#### Work order:
Scan the entries for lines with the word "detect" and copy those lines.

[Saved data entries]

+++

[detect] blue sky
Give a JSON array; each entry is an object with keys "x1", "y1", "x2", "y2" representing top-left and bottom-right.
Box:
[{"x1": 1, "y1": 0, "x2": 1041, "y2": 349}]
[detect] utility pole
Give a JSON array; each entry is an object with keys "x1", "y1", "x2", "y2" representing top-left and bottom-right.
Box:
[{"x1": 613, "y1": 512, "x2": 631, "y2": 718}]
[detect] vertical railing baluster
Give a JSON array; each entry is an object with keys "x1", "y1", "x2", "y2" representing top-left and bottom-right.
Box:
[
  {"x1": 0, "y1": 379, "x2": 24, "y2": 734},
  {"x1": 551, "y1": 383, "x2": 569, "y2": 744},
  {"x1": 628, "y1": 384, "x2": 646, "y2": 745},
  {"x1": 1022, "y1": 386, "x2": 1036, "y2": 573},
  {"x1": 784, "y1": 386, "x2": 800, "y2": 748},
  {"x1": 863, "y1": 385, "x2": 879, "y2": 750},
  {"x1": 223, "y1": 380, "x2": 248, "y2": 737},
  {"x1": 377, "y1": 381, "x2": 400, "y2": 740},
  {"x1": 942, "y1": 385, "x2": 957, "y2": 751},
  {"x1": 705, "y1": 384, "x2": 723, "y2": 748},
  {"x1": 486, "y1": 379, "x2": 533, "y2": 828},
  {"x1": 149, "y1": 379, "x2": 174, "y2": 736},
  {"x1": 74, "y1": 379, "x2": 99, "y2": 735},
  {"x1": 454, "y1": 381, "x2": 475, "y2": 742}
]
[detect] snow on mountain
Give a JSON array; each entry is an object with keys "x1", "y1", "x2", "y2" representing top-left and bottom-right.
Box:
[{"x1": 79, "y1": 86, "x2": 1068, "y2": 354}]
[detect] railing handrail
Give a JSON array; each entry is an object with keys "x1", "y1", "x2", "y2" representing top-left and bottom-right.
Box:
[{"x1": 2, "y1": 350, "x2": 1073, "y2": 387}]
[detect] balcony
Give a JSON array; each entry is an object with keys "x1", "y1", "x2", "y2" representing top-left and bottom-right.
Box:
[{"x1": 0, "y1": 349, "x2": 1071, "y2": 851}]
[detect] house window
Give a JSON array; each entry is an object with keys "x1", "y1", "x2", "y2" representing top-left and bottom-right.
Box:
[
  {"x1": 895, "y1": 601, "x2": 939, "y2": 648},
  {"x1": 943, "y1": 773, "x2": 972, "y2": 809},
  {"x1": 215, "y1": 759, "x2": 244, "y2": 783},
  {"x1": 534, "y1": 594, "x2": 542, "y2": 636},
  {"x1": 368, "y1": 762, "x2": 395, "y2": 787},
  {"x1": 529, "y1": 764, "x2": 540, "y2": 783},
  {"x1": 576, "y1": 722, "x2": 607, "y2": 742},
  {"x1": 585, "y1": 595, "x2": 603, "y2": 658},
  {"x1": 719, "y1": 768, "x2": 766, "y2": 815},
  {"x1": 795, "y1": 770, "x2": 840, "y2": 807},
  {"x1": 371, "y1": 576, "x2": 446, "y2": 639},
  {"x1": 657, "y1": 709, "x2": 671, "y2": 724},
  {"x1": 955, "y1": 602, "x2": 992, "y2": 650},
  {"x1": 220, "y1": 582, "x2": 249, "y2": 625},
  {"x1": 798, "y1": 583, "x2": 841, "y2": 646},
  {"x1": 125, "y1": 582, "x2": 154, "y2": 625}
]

+++

#### Exercise result:
[detect] blue sky
[detect] utility pole
[detect] vertical railing baluster
[detect] snow on mountain
[detect] railing handrail
[detect] balcony
[detect] house window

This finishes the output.